WRITTEN PROBLEM: Write out only the tail of the records, beginning at the line containing "Point out the man in" and including the last line, exactly as written.

····················

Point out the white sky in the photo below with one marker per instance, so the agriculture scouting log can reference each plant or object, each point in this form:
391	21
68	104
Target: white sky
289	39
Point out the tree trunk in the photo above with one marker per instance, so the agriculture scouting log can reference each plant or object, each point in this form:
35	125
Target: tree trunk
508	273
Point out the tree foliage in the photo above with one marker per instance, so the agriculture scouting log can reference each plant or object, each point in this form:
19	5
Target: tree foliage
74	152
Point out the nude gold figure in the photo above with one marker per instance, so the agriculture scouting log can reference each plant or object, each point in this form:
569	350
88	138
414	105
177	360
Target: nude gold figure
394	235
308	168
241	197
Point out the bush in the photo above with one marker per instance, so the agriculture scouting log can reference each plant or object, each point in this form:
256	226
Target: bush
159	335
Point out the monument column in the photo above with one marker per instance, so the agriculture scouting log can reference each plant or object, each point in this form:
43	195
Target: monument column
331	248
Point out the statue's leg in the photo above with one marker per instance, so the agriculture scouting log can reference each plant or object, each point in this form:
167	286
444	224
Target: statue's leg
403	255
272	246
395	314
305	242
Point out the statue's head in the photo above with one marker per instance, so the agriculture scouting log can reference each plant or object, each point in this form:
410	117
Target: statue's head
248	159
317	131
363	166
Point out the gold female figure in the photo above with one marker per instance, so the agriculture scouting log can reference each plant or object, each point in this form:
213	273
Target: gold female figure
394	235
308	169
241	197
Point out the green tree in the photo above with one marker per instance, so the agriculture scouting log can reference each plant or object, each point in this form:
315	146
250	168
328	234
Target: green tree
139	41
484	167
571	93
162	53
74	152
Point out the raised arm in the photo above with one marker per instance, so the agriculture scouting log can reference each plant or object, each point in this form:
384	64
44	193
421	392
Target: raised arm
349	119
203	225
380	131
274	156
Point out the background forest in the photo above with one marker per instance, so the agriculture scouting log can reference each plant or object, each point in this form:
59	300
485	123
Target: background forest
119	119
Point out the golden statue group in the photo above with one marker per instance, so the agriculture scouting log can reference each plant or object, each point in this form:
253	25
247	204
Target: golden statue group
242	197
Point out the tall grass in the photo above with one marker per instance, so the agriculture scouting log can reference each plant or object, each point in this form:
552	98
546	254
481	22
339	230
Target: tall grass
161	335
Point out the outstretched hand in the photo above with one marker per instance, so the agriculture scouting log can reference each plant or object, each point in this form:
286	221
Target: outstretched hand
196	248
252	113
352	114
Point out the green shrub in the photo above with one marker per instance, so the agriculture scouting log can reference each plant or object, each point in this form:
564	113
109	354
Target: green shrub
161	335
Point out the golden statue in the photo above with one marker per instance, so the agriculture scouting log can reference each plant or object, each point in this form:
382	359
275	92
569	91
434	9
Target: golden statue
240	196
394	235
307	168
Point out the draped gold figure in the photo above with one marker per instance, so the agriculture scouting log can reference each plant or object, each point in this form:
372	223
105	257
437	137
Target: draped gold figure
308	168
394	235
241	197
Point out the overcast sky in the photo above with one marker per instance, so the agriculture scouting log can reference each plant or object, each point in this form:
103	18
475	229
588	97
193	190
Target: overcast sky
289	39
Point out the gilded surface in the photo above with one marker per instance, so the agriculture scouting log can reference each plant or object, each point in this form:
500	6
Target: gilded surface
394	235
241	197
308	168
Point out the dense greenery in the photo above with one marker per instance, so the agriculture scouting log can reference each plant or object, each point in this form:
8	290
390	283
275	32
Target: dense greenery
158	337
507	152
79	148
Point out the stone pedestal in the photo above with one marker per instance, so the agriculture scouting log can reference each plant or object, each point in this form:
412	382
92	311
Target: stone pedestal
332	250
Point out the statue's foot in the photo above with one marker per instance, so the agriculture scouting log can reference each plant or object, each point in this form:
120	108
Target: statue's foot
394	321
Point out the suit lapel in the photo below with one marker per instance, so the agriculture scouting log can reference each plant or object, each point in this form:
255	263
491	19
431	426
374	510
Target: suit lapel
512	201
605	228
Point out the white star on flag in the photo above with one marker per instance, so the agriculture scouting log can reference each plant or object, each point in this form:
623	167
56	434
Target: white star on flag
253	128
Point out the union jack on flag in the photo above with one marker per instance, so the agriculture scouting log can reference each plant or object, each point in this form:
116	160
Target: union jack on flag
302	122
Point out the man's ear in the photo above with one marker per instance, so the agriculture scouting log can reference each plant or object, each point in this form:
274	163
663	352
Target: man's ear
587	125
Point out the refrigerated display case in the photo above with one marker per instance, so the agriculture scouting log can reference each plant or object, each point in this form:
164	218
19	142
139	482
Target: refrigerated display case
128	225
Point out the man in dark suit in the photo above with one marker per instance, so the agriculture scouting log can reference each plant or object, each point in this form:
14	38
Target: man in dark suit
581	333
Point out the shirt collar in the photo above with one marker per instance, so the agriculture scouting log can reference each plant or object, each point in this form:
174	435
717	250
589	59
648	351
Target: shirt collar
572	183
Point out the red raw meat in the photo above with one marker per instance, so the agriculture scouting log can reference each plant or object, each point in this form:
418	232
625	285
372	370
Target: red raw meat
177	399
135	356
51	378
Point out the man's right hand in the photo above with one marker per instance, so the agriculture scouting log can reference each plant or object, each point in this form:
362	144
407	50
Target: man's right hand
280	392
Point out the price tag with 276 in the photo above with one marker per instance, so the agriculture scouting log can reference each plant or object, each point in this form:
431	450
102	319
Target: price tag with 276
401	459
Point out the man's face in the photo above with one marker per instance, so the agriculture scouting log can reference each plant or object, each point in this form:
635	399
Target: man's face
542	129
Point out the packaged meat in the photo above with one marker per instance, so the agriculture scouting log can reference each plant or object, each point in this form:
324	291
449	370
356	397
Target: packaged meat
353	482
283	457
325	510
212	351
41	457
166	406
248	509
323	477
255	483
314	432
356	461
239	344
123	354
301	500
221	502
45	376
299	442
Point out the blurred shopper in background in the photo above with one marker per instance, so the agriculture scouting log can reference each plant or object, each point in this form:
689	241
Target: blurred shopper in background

····················

WRITTEN ANSWER:
Point out the man in dark suit in the photo above with one marker per instance, so the agriculture scouting log can reference each plant or object, each point in this form:
14	38
Target: man in dark suit
581	333
Point out the shirt collar in the photo above with one marker per instance, so the agriculture scouting log can reference each plant or object, each point in this form:
174	435
717	250
589	59
648	351
Target: shirt collar
572	183
Point out the red raw meat in the photo above with one marker per instance, so the agriculture scouting log can reference each plant or object, each point in this form:
418	232
625	285
372	370
Target: red raw meat
177	399
135	356
51	378
Point out the man's right hand in the photo above with one marker per instance, so the agriculture scouting log can reference each plant or object, each point in this form:
362	144
407	50
Target: man's right hand
280	392
Point out the price tag with 276 in the photo above with one marker per instance, so the agriculture scouting log can reference each plant or object, each point in this form:
431	450
102	319
Target: price tag with 276
401	459
Point out the man's face in the photo above with one marker per instance, so the agriculture scouting log can reference each plant or object, each point in this form:
635	399
Target: man's face
542	129
Point out the packaged meat in the photo above with one marker per instance, so the agriculture scouting log can reference each plant or object, each point in this form:
324	291
449	370
356	397
Target: packaged meat
353	482
283	457
325	510
212	351
41	457
166	406
248	509
323	477
255	483
314	432
356	461
239	344
123	354
301	500
221	502
45	376
299	442
Point out the blurred shopper in background in the photo above with one marker per instance, so the agriculture scouting log can reference each plant or object, each point in this form:
689	241
Target: blurred shopper in background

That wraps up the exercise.